__GIVEN INSTRUCTION__: Only the pictures are omitted; repeat all other data exactly.

__EXERCISE INPUTS__:

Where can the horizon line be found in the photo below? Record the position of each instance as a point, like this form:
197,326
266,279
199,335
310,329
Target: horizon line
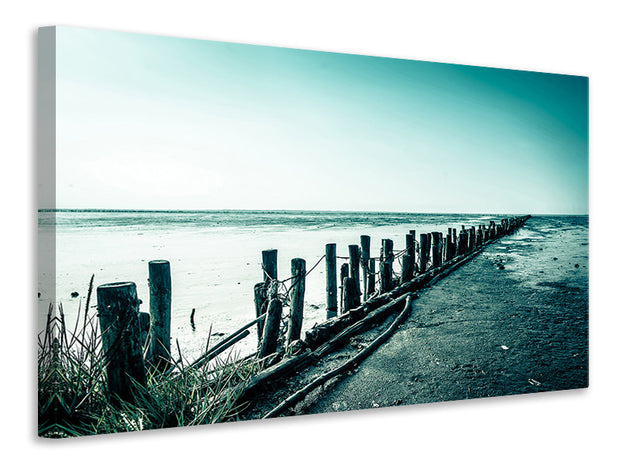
193,210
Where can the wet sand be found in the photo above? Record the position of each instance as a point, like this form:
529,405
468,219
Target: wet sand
514,320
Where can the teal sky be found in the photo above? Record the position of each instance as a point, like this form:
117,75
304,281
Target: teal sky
166,123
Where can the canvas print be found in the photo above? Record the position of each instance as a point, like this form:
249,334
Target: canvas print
231,232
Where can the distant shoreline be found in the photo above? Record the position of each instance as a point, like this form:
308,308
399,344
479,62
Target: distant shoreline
231,210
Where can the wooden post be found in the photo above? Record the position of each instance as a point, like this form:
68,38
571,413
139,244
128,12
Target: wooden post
297,291
145,325
269,342
344,273
270,272
435,249
385,267
365,242
160,302
462,244
423,252
191,319
332,280
117,307
350,292
407,271
354,268
260,304
412,249
449,245
371,276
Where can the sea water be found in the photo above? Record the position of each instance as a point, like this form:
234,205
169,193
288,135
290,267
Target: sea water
215,259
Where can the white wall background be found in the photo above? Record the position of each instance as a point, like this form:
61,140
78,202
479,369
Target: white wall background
561,37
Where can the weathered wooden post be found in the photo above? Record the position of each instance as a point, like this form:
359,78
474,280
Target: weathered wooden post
349,294
479,237
411,249
270,272
344,273
117,307
297,291
269,342
365,243
354,268
145,325
371,276
385,266
435,249
449,251
407,270
462,244
260,304
423,252
160,304
331,280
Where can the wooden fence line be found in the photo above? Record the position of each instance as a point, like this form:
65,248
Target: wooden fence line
124,328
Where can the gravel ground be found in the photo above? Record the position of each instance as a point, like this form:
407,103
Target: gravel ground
514,320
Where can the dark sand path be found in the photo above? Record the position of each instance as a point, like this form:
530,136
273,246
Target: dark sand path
514,320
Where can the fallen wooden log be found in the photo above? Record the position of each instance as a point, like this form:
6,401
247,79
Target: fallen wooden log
356,360
364,324
282,368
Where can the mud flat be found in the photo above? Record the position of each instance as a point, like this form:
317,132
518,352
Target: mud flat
514,320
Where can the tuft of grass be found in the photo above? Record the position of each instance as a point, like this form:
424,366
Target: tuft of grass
74,399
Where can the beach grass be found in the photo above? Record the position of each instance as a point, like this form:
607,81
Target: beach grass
74,399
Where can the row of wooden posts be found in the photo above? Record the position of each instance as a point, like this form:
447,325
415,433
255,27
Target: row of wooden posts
358,277
124,328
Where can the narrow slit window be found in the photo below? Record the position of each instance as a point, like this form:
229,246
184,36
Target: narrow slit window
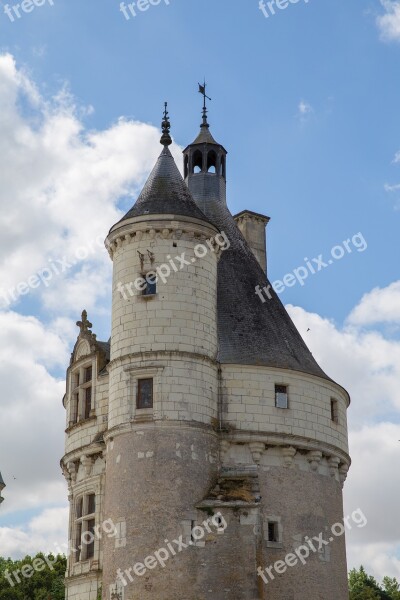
91,504
334,411
281,396
88,402
151,284
88,374
273,531
145,393
90,545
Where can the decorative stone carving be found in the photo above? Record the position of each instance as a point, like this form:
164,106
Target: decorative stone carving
333,465
256,449
314,458
224,449
71,467
343,470
288,455
87,463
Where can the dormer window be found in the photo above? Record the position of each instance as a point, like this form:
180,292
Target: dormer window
212,162
81,403
197,162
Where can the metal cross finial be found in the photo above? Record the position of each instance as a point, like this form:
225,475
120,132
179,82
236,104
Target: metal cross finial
202,91
84,325
166,126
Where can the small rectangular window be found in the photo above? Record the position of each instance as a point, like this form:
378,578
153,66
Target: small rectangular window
281,396
74,408
145,393
79,508
88,374
90,545
91,504
334,411
273,531
88,402
151,284
78,542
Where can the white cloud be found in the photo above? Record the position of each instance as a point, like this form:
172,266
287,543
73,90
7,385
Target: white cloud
368,366
45,533
389,22
364,362
59,186
375,451
32,415
381,305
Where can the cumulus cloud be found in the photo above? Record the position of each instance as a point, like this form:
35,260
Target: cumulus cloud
389,22
32,416
364,362
59,189
381,305
368,366
45,533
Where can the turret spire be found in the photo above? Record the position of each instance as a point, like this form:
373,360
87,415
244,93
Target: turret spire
166,126
202,91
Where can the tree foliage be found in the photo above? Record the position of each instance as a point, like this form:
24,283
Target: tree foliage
364,587
43,580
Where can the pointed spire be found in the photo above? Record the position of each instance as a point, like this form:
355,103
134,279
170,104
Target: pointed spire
85,324
166,126
202,91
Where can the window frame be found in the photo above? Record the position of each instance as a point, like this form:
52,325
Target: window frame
334,411
286,393
79,409
82,524
140,381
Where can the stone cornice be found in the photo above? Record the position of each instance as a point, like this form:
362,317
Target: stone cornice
154,227
160,354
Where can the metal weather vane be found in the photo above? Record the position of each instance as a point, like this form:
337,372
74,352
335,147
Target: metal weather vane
203,92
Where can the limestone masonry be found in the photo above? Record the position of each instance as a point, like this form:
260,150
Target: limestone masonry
203,443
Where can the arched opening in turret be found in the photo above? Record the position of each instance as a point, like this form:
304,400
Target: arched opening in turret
197,162
212,162
223,173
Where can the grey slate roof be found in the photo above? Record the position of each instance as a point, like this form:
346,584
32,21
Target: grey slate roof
250,332
165,192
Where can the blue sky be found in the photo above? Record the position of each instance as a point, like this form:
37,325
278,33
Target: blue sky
321,178
306,102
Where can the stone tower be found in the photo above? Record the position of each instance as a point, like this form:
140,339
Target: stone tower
210,439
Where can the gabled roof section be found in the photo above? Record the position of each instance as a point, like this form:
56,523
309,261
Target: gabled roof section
165,192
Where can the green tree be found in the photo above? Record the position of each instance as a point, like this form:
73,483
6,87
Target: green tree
392,587
364,587
43,583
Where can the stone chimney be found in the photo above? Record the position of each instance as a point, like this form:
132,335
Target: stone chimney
252,226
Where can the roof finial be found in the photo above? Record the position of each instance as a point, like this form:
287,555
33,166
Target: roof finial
166,126
202,91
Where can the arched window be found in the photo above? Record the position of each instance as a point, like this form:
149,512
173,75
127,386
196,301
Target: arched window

__SOLVED PROBLEM__:
Where can the horizon line be found in the photo below? Record the position of each instance as a point, like this form:
197,326
266,279
199,335
310,329
Target: horizon line
193,210
Where can the wet sand be found in the photo above? Record the position of each instance as a point, like this form:
529,405
468,219
Target: wet sand
514,320
Where can the teal sky be found in the photo above? Record the position of each instance as a point, like this form:
117,75
304,281
Target: teal sky
166,123
Where can the canvas print be found in the photo above? Record the position of each instance as a point, like this form:
249,334
Target: canvas print
231,232
Where can the distant shoreline be found in the photo above? Record the position of each instance as a point, like this form:
308,308
399,344
479,62
Target: distant shoreline
231,210
Where can the wooden post be found in the photo above? Record the position of each instance as a point, like this form:
68,38
571,413
139,244
128,12
Target: wooden post
297,291
145,325
269,342
344,273
270,272
435,249
385,267
365,242
160,302
462,244
423,252
191,319
332,280
117,307
350,292
407,271
354,268
260,304
412,249
449,245
371,276
Where can the sea water be found in the photo above? Record the position of each instance as a point, like this form:
234,205
169,193
288,135
290,267
Target: sea water
215,259
Where can the white wall background be found in the photo above? Record the position of each instance as a point, like this form:
61,140
78,202
479,369
Target: white wall background
561,37
Where can the weathered wooden post be found in the photo above? Record the position of each instance as a point, like this form:
359,78
474,280
Target: weathered wooden post
349,294
479,237
411,249
270,272
344,273
117,307
297,291
269,342
365,243
354,268
145,325
371,276
385,266
435,249
449,251
407,270
462,244
260,304
423,252
160,304
331,280
Where can the wooden fence line be found in the photo above? Record the position of each instance as a point, like this form:
65,248
Target: wooden fence line
124,328
Where can the gravel ground be found in the photo above? Record the position of each instance as a point, like this form:
407,103
Target: gravel ground
514,320
Where can the dark sand path be found in the photo above? Record the position of each instance as a point, like this form:
530,136
273,246
Target: dark sand path
514,320
Where can the fallen wooden log be found in the photo above? Record the position of each instance as a point, like this form:
6,401
247,79
Target: fallen wooden log
356,360
364,324
282,368
Where can the mud flat be found in the photo above? Record the position of each instance as a point, like this form:
317,132
518,352
Target: mud flat
514,320
Where can the tuft of grass be found in the photo above? Record the position of each instance as a point, like this form:
424,366
Target: tuft of grass
74,399
Where can the beach grass be found in the photo above? Record the position of each instance as a point, like this form:
607,81
Target: beach grass
74,399
Where can the row of wooden posts be found in the photo above? Record the position of each instance as a point, like this form:
447,325
415,433
255,27
Target: row of wooden posts
358,277
124,328
Where can the narrow slit window be found in the photo below? Record the position of each instance as a point, like this form:
229,246
184,36
Target: narrow slit window
91,504
334,411
281,396
88,402
151,284
88,374
273,531
145,393
90,545
Where can the decorative stone carving be found in the photo above? Record the position of each instance as a point, like this form:
164,106
Target: decorative stone carving
333,465
256,449
314,458
224,449
71,467
343,470
288,455
87,463
Where can the dormer window be found in the photo above? Record the position of each instance as a point, like this form:
180,292
Target: dormer window
212,162
81,403
197,162
Where can the metal cross finial be found in the photo above? Record the position of each instance as a point, like this form:
225,475
120,132
179,82
236,104
Target: metal cross finial
202,91
84,325
166,126
Where can the small rectangular window be found in the photo above? Record the position of each instance as a point, like this form:
378,578
153,66
Target: small rectangular window
281,396
74,408
145,393
79,508
88,374
90,545
91,504
334,411
273,531
88,402
151,284
78,542
Where can the white cloud be found in the photo above? Record the position of each instance as a point, like this form:
172,266
287,543
73,90
7,385
Target: white cloud
368,366
45,533
389,22
364,362
59,186
375,451
32,415
381,305
Where can the cumulus cloud be found in the photo above? Record the position of each instance as a point, like this form:
35,260
Target: cumulus cloud
389,22
32,416
364,362
59,189
381,305
368,366
45,533
Where can the turret spire be found in the photo above? Record the position of each instance as a point, like this form:
373,360
87,415
244,93
Target: turret spire
166,126
202,91
Where can the tree foliage be found in the photo above? Record the position of each instance as a point, like this form:
24,283
Target: tree foliage
364,587
43,580
Where can the pointed spire be found in the photo above? Record the position of each instance as a point, like this form:
355,103
134,279
170,104
Target: pointed spire
85,324
166,126
202,91
Where can the window frame be found in the photo above? Record the position of each instance as a point, like this form:
52,325
Target: window frame
334,411
286,393
79,409
82,524
140,381
Where can the stone cornice be found in the photo above? Record the position of each instance as a point, like this form:
362,317
Target: stone cornice
154,227
160,354
Where can the metal weather vane be found in the photo above? Record the position of each instance as a point, like this form:
337,372
74,352
335,147
Target: metal weather vane
203,92
Where can the limestone masonry be found in the photo above? Record the position of each instance as a point, like this form:
260,150
Target: limestone masonry
203,443
Where can the arched opening in turret be found in the photo above? Record the position of each instance as a point, like this form:
304,400
Target: arched opening in turret
197,162
212,162
223,173
Where can the grey slate roof be found in the photo above? Record the position of each instance as a point, like this form:
346,584
32,21
Target: grey slate roof
250,332
165,192
Where can the blue sky be found in the photo above? Record the position of each instance as a point, like this form:
37,325
278,33
Target: blue sky
321,178
306,102
Where can the stone tower be found in the photo above? Record the position of each instance as a point, like this form:
140,339
Target: stone tower
210,439
Where can the gabled roof section be found in the photo above? Record the position of each instance as a point, like this form:
56,523
309,261
Target: gabled roof section
165,192
Where can the green tree be found in the photo above? Record the position of each instance as a point, like this form:
73,483
6,87
Target: green tree
392,587
364,587
43,583
Where can the stone chimney be found in the photo above? Record the position of each instance as a point, like this form:
132,335
Target: stone chimney
252,226
Where can the roof finial be found in the photo above? Record the position of each instance as a point, like this form:
287,555
33,166
Target: roof finial
166,126
202,91
Where can the arched window be found in the photo above? Record the position of each instance as a point, like this form:
149,512
173,75
127,386
196,301
Target: arched window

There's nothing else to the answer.